Passage:
CONTINGENCIES . . . IT'S BEST TO
Real estate contracts, in general, have grown increasingly more detailed and
complicated over the past several years. The Real Estate Purchase Contract, in
an effort to "cover all aspects of the home purchase", has grown in
length and complexity over the years.
Various common "contingencies" are contained in the purchase
contract language. It would be a rare real estate contract that did not contain
and/or require at least one or more "contingency" clauses.
Some of the more frequent clauses include the purchase being contingent upon
(or conditioned upon) the sale of a current home, the borrower being approved
for a new loan, or the borrower's final "walk through" inspection of
the newly purchased home.
Other contingencies might involve roof inspections, pest control approvals
or particular repairs being done to the property prior to close of escrow.
All contingencies need to be specific and should be written to include these
1. clearly identify the contingency.
2. determine who will eliminate the contingency.

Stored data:
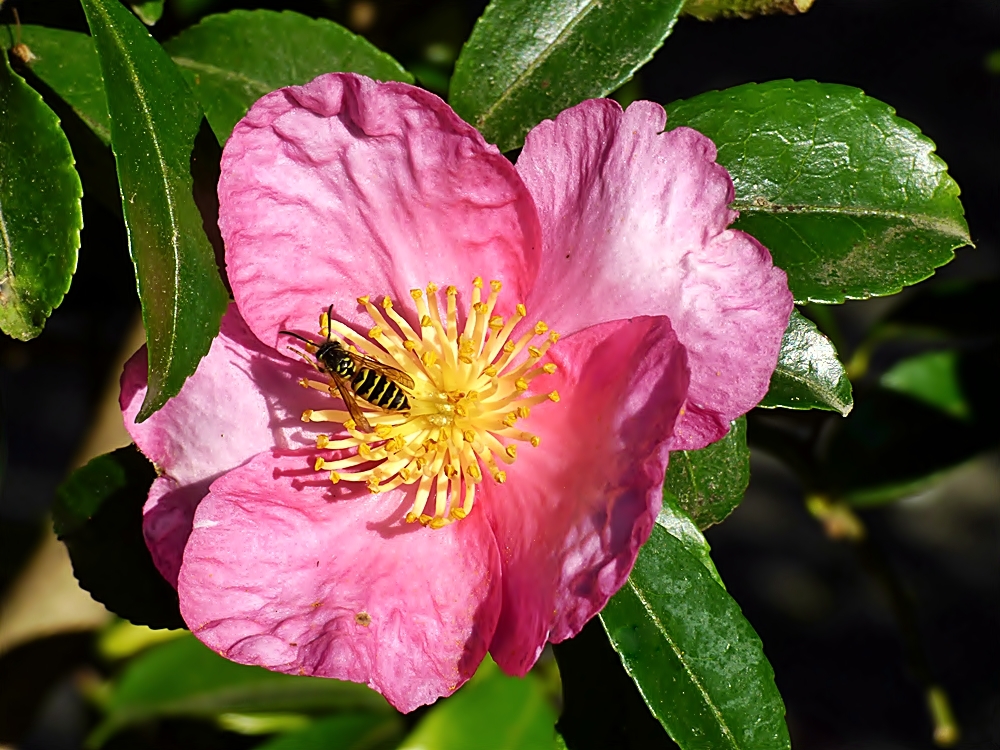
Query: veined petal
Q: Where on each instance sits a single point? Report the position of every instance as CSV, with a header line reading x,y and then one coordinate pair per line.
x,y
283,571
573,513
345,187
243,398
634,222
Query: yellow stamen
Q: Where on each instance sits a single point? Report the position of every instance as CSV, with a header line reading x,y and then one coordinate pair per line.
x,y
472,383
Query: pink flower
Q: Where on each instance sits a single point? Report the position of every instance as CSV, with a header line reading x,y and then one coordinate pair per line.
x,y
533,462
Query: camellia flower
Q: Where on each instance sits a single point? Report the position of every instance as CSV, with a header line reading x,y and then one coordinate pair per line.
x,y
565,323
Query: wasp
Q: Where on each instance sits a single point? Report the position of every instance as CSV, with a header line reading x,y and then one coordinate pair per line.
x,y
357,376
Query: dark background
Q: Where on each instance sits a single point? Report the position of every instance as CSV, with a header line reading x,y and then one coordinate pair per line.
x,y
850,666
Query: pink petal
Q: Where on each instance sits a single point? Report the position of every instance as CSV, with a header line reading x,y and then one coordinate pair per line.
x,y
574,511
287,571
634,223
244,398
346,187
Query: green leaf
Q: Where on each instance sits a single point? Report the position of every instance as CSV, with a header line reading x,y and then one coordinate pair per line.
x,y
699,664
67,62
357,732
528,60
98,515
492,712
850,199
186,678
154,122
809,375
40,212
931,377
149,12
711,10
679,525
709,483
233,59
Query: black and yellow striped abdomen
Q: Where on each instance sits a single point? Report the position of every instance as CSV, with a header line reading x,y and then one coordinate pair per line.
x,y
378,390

...

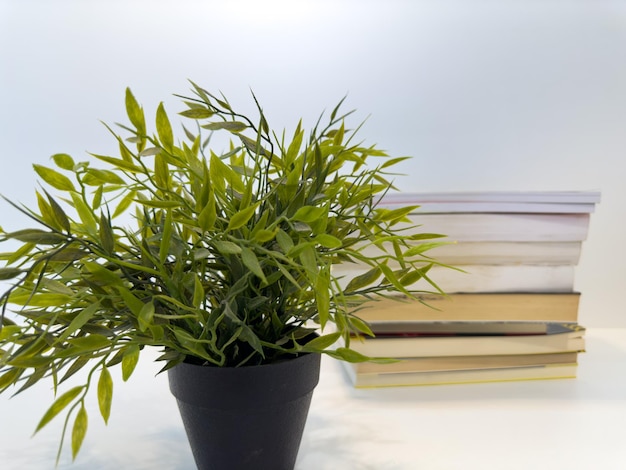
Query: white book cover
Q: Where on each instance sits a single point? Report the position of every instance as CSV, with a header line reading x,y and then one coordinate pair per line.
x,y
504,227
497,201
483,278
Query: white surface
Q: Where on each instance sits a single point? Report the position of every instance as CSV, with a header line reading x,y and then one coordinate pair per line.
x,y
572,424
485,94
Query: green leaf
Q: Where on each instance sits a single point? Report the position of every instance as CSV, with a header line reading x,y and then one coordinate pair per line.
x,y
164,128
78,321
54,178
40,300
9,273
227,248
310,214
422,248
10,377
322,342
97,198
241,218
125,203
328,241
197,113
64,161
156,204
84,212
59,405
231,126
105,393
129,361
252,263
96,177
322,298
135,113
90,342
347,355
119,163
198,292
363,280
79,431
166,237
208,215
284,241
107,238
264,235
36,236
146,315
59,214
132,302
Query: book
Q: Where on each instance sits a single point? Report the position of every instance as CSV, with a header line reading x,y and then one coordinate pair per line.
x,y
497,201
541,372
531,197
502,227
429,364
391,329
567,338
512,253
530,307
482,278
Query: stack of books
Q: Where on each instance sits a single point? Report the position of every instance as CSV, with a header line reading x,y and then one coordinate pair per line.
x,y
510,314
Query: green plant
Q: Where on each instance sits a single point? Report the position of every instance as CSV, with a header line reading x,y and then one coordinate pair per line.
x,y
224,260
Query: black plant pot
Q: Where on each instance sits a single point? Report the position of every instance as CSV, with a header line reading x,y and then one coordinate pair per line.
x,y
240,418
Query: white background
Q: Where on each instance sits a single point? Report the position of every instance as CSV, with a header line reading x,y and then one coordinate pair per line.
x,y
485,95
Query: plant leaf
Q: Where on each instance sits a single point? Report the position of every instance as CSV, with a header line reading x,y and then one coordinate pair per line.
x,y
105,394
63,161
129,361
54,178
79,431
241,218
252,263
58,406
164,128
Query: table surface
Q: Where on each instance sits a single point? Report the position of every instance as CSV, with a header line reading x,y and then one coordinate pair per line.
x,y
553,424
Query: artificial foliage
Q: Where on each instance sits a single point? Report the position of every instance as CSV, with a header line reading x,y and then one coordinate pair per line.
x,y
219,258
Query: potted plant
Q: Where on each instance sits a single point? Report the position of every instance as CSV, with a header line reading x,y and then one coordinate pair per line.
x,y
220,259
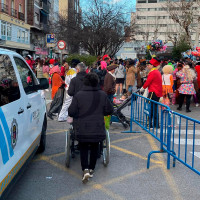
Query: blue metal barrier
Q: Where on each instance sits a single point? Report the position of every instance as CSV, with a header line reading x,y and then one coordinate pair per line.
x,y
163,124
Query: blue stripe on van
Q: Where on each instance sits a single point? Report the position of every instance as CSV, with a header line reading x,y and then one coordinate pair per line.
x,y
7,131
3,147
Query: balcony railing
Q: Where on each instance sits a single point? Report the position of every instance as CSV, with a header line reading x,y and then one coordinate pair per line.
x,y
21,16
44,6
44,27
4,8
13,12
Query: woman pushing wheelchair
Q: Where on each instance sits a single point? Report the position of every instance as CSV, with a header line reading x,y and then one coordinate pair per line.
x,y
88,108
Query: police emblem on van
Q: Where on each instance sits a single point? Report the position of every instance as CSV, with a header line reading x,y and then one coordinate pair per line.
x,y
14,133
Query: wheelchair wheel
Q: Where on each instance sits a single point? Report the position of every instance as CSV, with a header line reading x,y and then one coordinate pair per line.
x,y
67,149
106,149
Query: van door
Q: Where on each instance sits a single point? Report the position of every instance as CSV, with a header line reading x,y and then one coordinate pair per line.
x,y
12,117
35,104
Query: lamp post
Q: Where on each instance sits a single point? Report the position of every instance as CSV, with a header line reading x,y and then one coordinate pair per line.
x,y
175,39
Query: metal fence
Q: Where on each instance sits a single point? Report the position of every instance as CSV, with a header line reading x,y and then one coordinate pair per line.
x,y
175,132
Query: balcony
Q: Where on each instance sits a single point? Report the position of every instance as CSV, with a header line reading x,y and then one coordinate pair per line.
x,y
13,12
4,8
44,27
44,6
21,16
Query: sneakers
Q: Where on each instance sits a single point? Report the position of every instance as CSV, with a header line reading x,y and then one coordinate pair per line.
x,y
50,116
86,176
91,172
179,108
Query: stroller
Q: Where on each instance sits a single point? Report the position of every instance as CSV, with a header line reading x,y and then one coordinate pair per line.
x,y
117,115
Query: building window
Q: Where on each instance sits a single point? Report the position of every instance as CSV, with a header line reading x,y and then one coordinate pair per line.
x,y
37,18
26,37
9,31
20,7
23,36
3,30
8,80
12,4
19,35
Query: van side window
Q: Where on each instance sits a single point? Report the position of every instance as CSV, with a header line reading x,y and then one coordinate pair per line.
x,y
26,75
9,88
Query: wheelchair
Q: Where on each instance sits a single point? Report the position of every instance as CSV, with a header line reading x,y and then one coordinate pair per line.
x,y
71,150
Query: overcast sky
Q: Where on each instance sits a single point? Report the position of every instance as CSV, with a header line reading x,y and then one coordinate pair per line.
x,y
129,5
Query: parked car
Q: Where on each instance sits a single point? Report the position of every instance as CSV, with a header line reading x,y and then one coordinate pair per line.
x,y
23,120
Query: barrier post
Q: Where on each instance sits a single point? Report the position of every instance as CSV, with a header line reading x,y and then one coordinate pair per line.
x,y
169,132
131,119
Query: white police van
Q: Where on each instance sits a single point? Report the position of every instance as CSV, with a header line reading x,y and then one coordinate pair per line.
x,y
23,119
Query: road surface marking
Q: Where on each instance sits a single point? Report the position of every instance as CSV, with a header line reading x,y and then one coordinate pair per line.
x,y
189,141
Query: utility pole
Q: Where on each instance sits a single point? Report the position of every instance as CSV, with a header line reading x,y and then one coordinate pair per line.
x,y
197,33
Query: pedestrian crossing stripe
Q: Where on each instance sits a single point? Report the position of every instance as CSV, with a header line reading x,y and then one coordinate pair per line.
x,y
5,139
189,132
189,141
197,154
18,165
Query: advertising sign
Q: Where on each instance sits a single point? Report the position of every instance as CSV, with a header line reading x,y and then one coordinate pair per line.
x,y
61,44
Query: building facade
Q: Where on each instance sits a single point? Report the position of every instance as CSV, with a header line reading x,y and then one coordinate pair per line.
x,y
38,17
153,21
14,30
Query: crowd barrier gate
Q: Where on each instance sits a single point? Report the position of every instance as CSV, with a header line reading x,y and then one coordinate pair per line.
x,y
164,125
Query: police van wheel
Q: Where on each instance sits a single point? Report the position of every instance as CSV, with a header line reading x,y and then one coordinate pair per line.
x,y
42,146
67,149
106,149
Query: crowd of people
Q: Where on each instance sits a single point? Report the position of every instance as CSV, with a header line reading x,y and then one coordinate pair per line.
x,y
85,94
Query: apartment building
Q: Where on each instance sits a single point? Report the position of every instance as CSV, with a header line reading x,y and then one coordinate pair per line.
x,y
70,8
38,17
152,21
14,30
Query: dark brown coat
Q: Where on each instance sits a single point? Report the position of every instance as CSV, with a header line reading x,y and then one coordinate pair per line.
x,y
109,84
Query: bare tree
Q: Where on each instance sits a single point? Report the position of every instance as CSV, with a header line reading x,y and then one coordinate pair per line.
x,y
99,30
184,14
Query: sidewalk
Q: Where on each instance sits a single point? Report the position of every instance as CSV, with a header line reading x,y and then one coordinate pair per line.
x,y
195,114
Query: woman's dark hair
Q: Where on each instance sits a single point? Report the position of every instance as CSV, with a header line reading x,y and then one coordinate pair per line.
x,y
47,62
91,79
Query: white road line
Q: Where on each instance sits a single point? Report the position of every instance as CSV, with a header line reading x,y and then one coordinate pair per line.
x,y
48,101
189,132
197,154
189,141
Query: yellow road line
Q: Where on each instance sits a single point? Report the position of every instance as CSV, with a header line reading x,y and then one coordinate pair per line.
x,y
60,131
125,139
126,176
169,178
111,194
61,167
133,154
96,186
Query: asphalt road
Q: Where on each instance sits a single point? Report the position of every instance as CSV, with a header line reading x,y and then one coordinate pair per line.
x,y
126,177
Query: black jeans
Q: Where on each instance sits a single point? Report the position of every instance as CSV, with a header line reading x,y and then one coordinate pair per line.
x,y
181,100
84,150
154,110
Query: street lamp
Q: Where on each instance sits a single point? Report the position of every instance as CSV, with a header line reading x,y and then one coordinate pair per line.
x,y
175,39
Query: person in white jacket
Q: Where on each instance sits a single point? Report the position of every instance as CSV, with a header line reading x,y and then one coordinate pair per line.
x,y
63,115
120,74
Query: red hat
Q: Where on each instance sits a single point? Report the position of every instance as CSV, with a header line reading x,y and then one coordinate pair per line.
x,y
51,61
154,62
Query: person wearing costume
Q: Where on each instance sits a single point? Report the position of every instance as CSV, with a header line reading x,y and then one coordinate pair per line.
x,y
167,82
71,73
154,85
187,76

Exercise description:
Please summarize the passage on contract contingencies in two sentences. The records aren't needed for this.

Output for this task:
Real estate purchase contracts have grown longer and more complicated over the years, and almost all of them contain at least one contingency clause. Common ones make the purchase depend on the sale of a current home, loan approval, a final walk-through, roof or pest inspections, or repairs before close of escrow, and each contingency should be specific, clearly identifying the condition and who will eliminate it.